| What you need to do |
Repeat exactly the lines below that lie between the line with "Target: leafless tree" and the line with "Target: wire support line", counting both of those lines as part of the answer.

(Referring expression data)
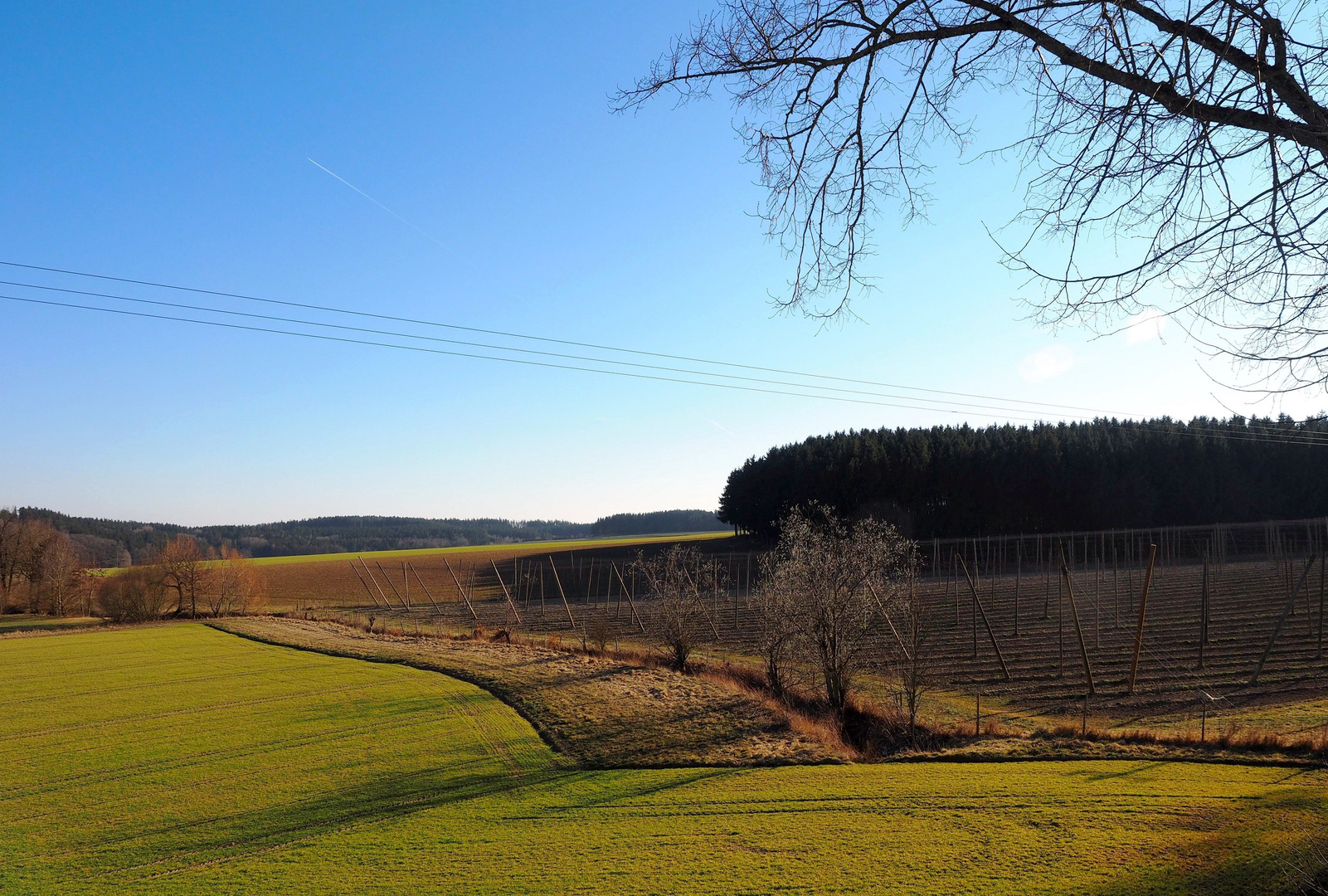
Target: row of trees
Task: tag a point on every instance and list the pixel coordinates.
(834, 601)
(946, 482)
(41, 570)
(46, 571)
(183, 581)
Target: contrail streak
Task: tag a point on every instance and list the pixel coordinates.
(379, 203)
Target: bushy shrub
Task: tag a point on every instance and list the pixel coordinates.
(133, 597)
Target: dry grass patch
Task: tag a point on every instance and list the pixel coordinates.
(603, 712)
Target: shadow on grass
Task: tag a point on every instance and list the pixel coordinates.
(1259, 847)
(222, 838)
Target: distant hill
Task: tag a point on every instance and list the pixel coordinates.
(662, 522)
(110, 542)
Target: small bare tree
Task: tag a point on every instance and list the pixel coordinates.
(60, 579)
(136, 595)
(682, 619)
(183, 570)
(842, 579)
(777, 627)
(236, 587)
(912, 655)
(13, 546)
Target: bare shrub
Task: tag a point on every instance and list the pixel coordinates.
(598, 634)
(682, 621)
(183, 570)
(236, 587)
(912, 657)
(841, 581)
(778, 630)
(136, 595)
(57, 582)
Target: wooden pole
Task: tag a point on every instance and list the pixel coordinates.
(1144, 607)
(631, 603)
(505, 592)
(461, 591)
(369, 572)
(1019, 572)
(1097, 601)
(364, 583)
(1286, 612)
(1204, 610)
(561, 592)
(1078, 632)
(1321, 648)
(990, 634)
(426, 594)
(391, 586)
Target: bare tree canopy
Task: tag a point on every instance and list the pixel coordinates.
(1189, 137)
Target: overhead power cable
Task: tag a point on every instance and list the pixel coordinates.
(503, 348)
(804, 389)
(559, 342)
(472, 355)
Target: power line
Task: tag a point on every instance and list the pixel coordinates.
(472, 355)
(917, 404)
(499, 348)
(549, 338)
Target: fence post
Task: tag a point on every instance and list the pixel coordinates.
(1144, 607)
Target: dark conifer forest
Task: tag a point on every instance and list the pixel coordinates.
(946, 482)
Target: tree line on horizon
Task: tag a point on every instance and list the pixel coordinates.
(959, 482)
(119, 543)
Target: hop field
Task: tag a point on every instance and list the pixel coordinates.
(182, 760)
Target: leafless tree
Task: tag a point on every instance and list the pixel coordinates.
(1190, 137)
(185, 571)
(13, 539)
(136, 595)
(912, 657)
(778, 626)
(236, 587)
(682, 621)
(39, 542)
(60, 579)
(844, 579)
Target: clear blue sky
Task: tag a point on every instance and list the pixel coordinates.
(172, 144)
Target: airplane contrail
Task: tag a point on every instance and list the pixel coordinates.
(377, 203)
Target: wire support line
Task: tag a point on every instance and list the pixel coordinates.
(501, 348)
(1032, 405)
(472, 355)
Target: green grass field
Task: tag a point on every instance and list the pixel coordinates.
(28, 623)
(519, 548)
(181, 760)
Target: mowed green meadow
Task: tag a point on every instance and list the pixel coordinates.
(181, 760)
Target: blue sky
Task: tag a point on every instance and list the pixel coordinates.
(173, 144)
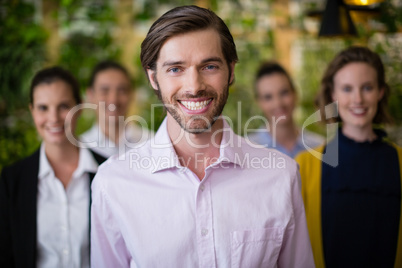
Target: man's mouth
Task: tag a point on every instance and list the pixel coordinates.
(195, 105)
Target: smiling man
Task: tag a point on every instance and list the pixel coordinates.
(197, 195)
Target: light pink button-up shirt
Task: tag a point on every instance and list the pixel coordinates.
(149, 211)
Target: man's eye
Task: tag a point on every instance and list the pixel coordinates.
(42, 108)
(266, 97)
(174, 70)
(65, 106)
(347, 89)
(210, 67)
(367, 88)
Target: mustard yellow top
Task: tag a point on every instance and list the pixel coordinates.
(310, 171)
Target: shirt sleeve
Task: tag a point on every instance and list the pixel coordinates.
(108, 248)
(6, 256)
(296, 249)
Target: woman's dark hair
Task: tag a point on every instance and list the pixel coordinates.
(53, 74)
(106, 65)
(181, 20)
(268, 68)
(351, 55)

| Result for this task |
Target: leafless tree
Task: tag a point on every instance and list the pixel coordinates.
(1190, 137)
(185, 571)
(13, 539)
(136, 595)
(912, 657)
(778, 626)
(236, 587)
(682, 621)
(39, 542)
(60, 579)
(844, 579)
Target: clear blue sky
Task: tag a point on every instance and list the pixel coordinates.
(172, 144)
Target: airplane contrail
Task: tag a point on every instance and list the pixel coordinates.
(377, 203)
Target: wire support line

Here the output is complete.